- _Task description_
Quote everything from the start of the listing down to the line containing "left=219, top=54, right=277, bottom=120", with both ends included. Copy those lines exactly and nothing more.

- _Input records_
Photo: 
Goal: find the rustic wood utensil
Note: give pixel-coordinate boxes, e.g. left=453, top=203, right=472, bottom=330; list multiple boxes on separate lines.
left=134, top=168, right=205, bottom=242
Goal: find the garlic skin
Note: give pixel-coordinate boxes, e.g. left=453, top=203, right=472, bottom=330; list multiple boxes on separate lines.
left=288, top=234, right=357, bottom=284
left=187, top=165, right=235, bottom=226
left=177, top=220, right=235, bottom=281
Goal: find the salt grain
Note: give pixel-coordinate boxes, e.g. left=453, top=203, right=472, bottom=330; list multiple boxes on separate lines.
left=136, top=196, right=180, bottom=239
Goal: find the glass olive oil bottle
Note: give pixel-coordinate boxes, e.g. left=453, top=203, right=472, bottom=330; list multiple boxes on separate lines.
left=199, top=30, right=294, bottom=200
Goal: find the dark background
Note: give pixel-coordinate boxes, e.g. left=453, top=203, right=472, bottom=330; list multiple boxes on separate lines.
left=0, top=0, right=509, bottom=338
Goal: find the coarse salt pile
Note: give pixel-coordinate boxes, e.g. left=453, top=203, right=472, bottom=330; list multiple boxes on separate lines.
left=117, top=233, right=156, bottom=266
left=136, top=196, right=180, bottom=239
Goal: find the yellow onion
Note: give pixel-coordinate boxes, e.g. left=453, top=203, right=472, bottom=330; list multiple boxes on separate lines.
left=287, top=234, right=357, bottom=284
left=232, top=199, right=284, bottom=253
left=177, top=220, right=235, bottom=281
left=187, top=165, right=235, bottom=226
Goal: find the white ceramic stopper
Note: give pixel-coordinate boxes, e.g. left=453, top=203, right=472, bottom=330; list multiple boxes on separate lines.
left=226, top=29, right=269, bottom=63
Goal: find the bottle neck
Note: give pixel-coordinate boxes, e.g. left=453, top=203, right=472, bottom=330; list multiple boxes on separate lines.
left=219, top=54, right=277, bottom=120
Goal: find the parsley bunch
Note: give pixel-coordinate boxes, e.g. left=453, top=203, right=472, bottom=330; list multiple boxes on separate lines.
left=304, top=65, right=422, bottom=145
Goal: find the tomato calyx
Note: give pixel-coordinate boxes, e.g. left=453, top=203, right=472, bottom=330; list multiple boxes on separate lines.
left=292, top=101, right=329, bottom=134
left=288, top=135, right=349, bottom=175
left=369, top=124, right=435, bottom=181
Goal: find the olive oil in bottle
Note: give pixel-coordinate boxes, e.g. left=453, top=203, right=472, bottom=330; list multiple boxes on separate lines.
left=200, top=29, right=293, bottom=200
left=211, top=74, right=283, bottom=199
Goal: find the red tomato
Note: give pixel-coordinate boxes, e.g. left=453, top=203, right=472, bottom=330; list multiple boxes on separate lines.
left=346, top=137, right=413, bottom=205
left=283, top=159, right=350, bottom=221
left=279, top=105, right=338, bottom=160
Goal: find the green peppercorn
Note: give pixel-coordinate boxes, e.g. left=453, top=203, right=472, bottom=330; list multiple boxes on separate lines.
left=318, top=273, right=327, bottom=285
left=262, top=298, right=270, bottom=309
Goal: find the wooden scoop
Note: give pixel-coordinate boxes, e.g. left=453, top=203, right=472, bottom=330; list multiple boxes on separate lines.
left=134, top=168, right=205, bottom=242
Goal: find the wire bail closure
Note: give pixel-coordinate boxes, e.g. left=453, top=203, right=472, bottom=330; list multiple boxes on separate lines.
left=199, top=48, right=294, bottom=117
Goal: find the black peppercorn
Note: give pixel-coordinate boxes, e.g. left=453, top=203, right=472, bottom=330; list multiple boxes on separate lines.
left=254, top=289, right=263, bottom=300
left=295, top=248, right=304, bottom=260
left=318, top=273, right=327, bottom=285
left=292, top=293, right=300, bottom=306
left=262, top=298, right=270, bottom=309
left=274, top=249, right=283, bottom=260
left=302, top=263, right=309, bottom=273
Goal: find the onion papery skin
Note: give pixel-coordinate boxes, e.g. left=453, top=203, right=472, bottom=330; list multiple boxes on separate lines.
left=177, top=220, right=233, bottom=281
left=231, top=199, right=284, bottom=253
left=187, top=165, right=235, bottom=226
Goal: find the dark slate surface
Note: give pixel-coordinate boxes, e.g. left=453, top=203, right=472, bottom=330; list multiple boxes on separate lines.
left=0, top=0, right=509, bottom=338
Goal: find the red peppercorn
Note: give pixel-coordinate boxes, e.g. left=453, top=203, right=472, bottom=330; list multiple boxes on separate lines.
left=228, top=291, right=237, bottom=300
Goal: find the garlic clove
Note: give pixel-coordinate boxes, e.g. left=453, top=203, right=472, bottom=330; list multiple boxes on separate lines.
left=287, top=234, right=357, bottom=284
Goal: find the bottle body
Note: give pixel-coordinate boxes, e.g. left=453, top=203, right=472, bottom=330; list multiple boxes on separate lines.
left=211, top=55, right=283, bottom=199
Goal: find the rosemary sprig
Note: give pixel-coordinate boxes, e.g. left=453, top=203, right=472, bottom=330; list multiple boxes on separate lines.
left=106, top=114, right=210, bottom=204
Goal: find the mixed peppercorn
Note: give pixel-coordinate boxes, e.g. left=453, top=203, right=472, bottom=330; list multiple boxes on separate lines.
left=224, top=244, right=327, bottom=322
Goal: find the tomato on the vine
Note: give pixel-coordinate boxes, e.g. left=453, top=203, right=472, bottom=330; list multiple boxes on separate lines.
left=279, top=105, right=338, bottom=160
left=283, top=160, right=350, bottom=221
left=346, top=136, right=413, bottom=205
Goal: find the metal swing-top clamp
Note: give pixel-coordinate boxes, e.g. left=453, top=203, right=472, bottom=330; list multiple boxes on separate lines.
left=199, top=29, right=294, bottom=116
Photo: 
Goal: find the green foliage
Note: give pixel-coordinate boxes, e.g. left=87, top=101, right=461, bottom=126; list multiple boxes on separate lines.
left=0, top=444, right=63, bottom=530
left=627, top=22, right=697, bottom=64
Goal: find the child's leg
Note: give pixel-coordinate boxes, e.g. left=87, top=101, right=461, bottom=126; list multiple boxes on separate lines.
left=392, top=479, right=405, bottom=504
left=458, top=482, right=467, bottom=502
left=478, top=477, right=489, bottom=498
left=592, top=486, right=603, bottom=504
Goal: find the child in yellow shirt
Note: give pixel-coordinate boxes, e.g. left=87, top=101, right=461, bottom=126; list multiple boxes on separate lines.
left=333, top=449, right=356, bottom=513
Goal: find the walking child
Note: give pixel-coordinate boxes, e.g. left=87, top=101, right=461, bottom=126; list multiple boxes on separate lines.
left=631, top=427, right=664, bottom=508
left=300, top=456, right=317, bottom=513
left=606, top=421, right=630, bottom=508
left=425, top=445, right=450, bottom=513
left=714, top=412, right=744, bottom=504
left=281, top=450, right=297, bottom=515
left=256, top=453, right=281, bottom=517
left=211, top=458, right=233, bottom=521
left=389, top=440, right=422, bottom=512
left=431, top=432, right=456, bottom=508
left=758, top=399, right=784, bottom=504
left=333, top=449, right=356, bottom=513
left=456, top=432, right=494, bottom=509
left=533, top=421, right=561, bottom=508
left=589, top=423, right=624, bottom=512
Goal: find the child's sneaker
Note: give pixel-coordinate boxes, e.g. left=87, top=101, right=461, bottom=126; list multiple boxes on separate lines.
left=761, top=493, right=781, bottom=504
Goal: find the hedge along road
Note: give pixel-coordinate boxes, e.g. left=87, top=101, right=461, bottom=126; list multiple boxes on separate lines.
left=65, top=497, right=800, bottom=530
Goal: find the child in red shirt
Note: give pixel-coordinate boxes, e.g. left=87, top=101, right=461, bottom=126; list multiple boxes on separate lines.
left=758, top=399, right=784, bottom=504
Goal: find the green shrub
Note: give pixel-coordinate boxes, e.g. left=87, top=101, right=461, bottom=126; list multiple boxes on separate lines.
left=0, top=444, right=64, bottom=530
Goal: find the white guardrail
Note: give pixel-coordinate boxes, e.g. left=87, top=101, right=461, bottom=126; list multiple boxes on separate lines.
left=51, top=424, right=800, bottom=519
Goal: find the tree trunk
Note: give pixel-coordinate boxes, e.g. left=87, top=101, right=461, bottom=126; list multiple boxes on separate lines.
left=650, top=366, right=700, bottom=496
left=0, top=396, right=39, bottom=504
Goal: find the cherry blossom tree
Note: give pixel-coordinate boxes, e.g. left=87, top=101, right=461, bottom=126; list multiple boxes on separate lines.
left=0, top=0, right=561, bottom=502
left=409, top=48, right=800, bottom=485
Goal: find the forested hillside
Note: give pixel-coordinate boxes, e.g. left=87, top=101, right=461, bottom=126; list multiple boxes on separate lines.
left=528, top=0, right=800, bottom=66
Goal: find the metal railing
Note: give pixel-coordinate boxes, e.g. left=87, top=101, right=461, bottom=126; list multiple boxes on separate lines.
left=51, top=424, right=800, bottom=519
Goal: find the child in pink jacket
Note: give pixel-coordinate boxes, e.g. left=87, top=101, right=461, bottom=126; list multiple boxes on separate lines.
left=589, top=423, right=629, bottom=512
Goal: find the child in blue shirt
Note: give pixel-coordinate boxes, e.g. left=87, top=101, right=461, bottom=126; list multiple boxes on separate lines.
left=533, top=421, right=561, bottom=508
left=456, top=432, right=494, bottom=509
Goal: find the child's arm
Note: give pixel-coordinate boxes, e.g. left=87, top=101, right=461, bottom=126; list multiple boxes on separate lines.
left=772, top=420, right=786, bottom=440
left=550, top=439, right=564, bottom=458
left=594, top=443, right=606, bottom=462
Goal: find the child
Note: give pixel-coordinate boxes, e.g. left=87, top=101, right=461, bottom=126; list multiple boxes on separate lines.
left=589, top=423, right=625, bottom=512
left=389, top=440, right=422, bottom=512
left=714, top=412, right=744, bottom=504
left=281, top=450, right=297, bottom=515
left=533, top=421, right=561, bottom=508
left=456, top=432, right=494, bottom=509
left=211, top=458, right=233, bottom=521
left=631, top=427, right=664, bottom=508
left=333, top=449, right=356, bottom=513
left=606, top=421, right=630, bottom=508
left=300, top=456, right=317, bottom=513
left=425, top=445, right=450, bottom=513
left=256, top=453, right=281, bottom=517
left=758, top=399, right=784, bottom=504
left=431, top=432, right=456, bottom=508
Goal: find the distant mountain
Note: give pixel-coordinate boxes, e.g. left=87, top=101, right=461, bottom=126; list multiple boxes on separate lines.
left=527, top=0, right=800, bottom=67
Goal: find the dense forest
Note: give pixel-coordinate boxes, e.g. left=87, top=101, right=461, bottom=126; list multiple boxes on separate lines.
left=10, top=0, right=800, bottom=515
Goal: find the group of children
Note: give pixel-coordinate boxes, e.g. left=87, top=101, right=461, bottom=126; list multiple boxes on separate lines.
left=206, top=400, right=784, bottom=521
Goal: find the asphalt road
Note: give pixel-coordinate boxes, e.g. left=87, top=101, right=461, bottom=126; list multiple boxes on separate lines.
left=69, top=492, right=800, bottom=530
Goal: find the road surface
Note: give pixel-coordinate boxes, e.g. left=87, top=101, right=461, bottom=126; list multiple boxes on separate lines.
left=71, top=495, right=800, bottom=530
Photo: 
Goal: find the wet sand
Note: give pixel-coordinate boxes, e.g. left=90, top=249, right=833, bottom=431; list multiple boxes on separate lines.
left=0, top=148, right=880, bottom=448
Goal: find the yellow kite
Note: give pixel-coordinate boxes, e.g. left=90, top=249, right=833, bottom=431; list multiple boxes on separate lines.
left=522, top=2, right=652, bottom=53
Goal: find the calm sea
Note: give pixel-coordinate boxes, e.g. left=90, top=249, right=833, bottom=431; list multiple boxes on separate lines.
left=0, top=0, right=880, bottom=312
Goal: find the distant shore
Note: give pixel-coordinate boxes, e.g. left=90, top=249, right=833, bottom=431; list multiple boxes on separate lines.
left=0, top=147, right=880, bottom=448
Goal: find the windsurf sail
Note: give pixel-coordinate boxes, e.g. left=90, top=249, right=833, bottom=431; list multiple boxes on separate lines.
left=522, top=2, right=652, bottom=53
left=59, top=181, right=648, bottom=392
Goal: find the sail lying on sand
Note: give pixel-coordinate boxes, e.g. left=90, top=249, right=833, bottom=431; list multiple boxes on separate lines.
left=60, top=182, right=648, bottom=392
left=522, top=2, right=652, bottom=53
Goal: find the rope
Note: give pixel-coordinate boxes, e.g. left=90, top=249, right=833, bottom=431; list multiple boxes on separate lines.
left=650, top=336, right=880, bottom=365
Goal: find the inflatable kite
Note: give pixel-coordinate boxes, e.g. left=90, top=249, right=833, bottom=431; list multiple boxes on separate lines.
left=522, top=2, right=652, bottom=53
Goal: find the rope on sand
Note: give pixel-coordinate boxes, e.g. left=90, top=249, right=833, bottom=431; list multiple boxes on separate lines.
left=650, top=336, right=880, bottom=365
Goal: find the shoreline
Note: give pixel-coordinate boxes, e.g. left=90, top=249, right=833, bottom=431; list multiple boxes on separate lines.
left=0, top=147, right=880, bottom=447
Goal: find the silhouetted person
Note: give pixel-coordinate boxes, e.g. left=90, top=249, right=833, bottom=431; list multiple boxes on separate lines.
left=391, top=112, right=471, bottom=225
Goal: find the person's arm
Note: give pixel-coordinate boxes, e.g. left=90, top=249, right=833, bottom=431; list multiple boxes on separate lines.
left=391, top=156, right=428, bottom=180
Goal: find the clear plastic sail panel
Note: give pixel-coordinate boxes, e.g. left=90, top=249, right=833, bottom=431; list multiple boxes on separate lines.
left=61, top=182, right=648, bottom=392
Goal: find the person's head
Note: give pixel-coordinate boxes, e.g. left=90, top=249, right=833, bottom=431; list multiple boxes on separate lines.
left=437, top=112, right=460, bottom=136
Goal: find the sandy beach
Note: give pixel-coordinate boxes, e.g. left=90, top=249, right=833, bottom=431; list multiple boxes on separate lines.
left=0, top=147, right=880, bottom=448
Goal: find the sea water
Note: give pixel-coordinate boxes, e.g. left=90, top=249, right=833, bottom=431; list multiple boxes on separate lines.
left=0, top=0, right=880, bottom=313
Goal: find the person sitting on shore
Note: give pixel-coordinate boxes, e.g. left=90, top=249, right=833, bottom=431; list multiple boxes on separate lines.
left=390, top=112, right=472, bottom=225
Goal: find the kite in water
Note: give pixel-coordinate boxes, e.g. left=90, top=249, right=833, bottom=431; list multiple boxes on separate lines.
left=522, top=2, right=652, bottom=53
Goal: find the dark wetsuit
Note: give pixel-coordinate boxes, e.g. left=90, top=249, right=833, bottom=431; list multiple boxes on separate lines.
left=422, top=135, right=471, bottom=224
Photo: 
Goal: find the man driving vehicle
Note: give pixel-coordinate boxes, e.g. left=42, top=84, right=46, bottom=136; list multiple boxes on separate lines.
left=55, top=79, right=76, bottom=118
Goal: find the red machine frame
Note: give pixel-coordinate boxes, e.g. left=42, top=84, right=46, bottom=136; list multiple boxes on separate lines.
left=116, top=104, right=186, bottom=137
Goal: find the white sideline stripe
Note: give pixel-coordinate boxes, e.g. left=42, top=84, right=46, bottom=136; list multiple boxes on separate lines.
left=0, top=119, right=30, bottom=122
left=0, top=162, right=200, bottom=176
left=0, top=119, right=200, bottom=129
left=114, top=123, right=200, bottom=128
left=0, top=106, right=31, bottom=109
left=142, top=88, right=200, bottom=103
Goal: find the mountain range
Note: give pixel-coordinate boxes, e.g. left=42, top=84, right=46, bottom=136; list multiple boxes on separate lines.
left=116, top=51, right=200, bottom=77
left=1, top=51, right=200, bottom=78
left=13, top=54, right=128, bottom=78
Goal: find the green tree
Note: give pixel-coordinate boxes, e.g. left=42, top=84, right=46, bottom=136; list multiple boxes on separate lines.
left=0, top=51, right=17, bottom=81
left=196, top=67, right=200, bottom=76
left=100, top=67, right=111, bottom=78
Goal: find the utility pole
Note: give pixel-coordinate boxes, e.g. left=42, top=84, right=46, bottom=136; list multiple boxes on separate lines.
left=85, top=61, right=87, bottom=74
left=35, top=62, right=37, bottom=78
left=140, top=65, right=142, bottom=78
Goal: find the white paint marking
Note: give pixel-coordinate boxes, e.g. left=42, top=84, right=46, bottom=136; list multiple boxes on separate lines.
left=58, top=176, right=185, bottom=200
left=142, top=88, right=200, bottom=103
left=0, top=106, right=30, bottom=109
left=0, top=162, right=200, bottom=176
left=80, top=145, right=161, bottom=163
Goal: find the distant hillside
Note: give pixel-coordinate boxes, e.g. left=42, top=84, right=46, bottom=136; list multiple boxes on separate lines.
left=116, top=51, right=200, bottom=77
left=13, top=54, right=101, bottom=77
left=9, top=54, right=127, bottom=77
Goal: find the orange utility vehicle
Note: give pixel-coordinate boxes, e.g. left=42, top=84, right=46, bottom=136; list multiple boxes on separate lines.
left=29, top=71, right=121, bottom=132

- _The output_
Photo: 
Goal: find the rustic wood utensil
Note: give pixel-coordinate boxes, e.g. left=453, top=203, right=472, bottom=330; list multiple boxes on separate lines.
left=134, top=168, right=205, bottom=242
Goal: find the garlic skin
Note: give pixel-coordinate boxes, e.g. left=453, top=203, right=472, bottom=330; list multiple boxes on separate lines.
left=288, top=234, right=357, bottom=284
left=187, top=165, right=235, bottom=226
left=177, top=220, right=235, bottom=281
Goal: find the salt grain
Note: give pixel-coordinate boxes, e.g. left=453, top=203, right=472, bottom=330; list multiple boxes on separate lines.
left=136, top=196, right=180, bottom=239
Goal: find the glass olive oil bottle
Note: give pixel-coordinate boxes, e.g. left=453, top=203, right=472, bottom=330; list multiple boxes on separate lines.
left=199, top=30, right=294, bottom=200
Goal: find the dark background
Note: give pixel-coordinate boxes, e.g. left=453, top=203, right=472, bottom=330; list multiple boxes on separate lines.
left=0, top=0, right=509, bottom=338
Goal: find the coarse salt pile
Note: give pixel-coordinate boxes, e.g. left=453, top=203, right=472, bottom=330; list multiple boxes on separate lines.
left=117, top=233, right=156, bottom=266
left=136, top=196, right=180, bottom=239
Goal: find the yellow onion
Note: give pixel-coordinate boxes, e.g. left=453, top=203, right=472, bottom=330; list multiple boxes on separate lines.
left=287, top=234, right=357, bottom=284
left=232, top=199, right=284, bottom=253
left=177, top=220, right=235, bottom=281
left=187, top=165, right=235, bottom=226
Goal: find the white ceramic stopper
Note: give pixel-coordinate boxes, e.g. left=453, top=203, right=472, bottom=330; list multiple boxes on separate lines.
left=226, top=29, right=269, bottom=63
Goal: find the bottle neck
Note: give pixel-coordinate boxes, e.g. left=453, top=203, right=472, bottom=330; list multiple boxes on separate lines.
left=219, top=54, right=277, bottom=120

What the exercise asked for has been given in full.